STATED EXERCISE: Copy out every line below that contains the word "crenellated".
------------------------------------
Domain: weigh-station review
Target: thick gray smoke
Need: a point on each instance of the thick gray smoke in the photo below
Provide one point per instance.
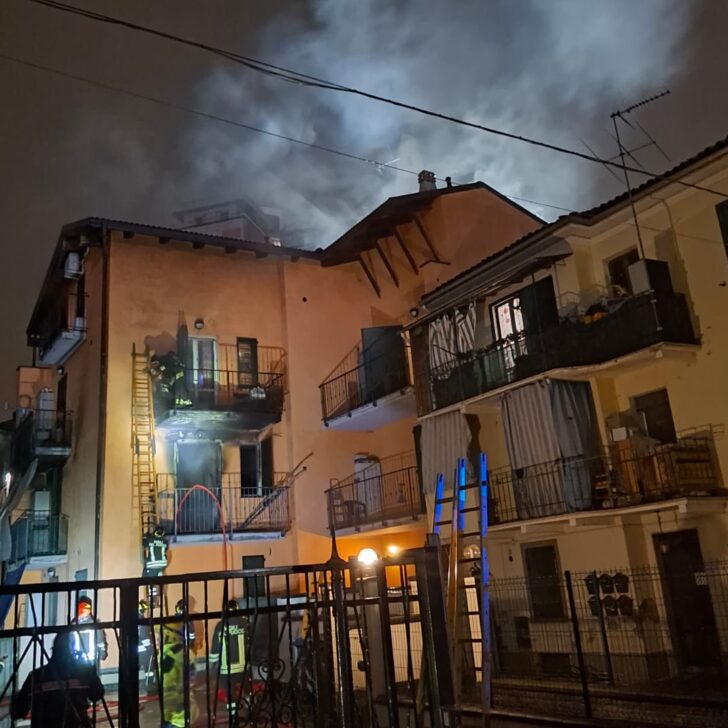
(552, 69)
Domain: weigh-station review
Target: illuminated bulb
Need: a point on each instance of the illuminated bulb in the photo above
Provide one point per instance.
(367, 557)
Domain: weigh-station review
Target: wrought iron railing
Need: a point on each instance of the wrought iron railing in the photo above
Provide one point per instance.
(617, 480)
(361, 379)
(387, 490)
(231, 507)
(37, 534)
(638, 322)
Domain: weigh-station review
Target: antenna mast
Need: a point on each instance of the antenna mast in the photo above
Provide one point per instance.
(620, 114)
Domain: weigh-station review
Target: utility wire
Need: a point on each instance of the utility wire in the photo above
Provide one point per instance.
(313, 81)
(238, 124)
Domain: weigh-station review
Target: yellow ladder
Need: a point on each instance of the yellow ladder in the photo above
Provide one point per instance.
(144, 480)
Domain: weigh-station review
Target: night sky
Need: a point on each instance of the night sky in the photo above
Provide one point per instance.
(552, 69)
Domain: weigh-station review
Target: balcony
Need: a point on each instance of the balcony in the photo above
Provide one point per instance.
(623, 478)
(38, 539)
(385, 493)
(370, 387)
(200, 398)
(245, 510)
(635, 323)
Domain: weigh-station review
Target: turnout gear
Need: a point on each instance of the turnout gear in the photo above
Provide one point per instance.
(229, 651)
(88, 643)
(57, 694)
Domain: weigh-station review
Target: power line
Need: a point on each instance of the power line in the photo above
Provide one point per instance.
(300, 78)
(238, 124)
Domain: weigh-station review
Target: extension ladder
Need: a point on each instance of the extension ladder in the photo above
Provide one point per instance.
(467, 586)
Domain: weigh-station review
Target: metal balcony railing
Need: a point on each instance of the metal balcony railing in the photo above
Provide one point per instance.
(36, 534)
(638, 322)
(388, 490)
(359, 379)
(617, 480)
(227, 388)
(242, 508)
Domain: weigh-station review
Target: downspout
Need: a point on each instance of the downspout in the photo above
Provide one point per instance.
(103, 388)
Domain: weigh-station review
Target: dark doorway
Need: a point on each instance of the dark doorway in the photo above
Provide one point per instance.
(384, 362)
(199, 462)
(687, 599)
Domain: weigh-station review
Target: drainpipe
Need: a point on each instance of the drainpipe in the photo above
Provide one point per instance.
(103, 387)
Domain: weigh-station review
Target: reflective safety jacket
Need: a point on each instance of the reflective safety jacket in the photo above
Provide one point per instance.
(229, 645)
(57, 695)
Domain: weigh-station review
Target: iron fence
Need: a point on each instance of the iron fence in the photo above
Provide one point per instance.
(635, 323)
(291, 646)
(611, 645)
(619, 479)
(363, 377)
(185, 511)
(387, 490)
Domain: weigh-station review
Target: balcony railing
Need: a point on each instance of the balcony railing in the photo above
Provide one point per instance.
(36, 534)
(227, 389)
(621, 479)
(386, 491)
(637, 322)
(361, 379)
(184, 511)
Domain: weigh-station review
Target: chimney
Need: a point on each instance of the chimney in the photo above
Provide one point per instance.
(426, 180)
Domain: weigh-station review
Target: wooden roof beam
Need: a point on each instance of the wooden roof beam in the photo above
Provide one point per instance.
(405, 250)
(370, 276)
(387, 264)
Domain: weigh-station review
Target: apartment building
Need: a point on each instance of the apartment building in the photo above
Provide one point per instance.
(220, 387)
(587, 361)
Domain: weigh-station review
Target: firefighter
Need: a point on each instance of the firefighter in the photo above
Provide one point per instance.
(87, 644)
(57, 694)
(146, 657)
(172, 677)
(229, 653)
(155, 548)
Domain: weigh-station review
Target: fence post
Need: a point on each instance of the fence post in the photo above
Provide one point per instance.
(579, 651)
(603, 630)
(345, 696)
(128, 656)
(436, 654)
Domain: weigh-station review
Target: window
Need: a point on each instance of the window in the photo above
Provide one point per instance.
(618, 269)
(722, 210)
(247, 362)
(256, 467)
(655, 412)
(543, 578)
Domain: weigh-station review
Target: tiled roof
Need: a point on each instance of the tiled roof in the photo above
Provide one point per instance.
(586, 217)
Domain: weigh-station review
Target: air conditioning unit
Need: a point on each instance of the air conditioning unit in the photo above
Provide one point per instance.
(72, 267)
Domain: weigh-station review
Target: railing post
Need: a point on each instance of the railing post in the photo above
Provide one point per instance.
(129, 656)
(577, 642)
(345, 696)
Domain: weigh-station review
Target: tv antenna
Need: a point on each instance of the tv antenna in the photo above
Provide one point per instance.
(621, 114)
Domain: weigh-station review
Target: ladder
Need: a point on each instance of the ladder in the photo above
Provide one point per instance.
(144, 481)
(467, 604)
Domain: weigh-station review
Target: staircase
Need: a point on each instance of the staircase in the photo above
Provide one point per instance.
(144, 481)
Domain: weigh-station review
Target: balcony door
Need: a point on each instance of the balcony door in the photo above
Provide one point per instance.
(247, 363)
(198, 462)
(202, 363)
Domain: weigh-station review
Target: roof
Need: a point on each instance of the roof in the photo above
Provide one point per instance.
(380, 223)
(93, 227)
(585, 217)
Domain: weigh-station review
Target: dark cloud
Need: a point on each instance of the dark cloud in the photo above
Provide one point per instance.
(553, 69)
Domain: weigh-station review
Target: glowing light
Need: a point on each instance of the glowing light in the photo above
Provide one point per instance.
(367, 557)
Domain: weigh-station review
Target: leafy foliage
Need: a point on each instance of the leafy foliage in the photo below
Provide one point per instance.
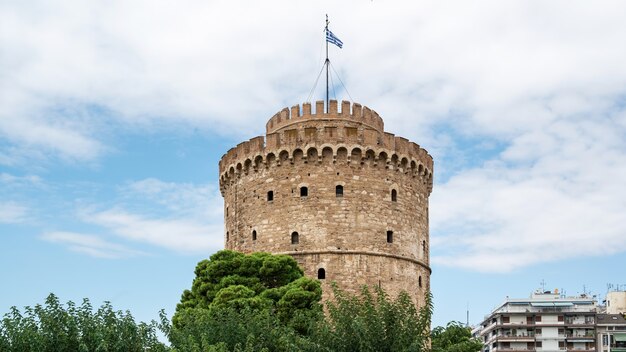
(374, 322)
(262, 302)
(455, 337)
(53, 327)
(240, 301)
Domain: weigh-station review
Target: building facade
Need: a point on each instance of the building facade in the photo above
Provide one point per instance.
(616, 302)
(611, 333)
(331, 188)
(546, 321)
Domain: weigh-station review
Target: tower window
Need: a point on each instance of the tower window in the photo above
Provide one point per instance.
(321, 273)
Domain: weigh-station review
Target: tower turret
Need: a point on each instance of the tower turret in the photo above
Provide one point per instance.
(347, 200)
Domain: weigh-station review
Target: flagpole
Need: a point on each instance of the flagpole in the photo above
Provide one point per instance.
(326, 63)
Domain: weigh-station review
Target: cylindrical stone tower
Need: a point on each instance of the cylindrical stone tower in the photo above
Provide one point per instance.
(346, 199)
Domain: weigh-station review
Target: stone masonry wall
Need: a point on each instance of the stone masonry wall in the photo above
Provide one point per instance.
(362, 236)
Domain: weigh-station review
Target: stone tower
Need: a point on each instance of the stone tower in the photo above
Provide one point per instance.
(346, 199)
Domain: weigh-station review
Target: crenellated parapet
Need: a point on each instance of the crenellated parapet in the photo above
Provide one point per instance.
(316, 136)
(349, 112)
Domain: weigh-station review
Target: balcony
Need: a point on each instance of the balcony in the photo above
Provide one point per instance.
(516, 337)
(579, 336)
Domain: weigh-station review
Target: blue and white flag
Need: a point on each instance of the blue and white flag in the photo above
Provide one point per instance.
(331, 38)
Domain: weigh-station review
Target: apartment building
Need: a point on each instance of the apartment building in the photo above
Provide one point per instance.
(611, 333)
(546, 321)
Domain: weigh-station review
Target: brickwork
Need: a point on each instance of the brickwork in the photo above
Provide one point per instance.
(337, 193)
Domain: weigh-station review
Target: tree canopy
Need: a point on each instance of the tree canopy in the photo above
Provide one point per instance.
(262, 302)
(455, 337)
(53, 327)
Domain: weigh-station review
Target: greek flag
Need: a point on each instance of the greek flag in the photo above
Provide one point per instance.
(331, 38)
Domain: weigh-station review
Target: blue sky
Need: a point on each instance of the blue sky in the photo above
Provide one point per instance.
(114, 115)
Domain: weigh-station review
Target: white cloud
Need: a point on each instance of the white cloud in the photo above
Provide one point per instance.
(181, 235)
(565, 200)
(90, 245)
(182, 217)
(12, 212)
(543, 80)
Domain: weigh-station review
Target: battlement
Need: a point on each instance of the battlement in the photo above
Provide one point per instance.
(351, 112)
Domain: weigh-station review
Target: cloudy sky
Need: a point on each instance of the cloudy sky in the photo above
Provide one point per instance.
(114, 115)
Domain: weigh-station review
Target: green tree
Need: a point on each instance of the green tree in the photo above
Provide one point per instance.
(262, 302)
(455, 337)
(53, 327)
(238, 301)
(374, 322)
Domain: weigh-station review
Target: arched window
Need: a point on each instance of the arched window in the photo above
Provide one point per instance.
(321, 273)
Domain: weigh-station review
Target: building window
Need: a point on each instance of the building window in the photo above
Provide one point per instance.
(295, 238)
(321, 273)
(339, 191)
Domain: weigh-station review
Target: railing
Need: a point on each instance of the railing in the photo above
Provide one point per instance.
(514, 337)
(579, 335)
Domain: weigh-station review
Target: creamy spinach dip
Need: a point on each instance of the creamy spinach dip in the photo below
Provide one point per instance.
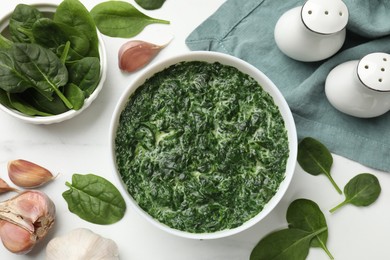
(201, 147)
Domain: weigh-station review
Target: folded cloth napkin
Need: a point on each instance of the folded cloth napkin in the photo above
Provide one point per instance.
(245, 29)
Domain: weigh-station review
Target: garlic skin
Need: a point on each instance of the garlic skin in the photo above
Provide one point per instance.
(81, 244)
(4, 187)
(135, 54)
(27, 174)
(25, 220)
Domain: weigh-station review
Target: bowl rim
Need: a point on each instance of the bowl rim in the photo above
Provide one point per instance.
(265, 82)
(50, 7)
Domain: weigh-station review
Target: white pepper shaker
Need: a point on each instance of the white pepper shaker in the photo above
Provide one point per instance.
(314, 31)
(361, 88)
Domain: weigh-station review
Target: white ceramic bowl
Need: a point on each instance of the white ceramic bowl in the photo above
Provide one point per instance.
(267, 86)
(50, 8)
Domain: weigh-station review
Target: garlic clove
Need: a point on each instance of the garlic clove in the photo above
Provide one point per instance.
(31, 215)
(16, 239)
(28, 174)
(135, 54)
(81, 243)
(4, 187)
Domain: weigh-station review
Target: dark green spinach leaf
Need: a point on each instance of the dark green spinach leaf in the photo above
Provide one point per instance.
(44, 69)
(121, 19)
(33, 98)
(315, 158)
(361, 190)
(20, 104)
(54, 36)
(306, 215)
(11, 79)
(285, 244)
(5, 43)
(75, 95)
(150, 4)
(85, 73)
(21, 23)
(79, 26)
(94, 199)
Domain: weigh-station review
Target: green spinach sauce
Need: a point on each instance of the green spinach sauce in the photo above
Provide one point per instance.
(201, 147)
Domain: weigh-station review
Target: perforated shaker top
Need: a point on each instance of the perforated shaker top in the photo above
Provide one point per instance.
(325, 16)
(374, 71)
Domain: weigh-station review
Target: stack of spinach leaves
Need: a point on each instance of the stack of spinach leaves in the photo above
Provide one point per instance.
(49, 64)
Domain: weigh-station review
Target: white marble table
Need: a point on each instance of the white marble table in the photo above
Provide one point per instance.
------------------------------------
RESPONSE TO THIS EXERCISE:
Target: crenellated parapet
Need: a point on each instance of the crenellated parapet in the photo above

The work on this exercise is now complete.